Aufgabendetails ->
Bring bitte alle folgenden Einträge in eine Markdown-Tabelle mit den Spalten „Nr“ und „Zeile“, wobei jede Zeile eine fortlaufende Nummer bekommt. Leerzeilen lässt du weg.

Datenbereich ->

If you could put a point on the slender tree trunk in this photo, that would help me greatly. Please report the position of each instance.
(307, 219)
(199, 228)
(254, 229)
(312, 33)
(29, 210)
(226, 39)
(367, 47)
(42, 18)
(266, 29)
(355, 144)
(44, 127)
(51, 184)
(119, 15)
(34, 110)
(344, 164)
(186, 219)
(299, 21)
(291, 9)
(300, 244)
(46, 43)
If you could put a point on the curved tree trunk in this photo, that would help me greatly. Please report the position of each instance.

Antwort ->
| Nr | Zeile |
|---|---|
| 1 | If you could put a point on the slender tree trunk in this photo, that would help me greatly. Please report the position of each instance. |
| 2 | (307, 219) |
| 3 | (199, 228) |
| 4 | (254, 229) |
| 5 | (312, 33) |
| 6 | (29, 210) |
| 7 | (226, 39) |
| 8 | (367, 47) |
| 9 | (42, 18) |
| 10 | (266, 29) |
| 11 | (355, 144) |
| 12 | (44, 127) |
| 13 | (51, 184) |
| 14 | (119, 15) |
| 15 | (34, 110) |
| 16 | (344, 164) |
| 17 | (186, 219) |
| 18 | (299, 21) |
| 19 | (291, 9) |
| 20 | (300, 244) |
| 21 | (46, 43) |
| 22 | If you could put a point on the curved tree trunk in this photo, that would help me greatly. Please report the position of each instance. |